PROBLEM REQUIREMENTS:
The full listing below should be repeated exactly.

┌──

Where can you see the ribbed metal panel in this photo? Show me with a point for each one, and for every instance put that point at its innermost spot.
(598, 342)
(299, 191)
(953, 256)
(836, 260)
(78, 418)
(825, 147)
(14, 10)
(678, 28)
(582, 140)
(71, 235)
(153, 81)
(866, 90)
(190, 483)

└──

YOUR SOLUTION:
Where can you see the ribbed metal panel in this photo? Show me with a point for each one, and for every instance put that point at its innermost spot.
(598, 342)
(299, 191)
(953, 256)
(836, 260)
(78, 418)
(825, 147)
(14, 10)
(678, 28)
(582, 140)
(71, 235)
(153, 81)
(866, 90)
(190, 483)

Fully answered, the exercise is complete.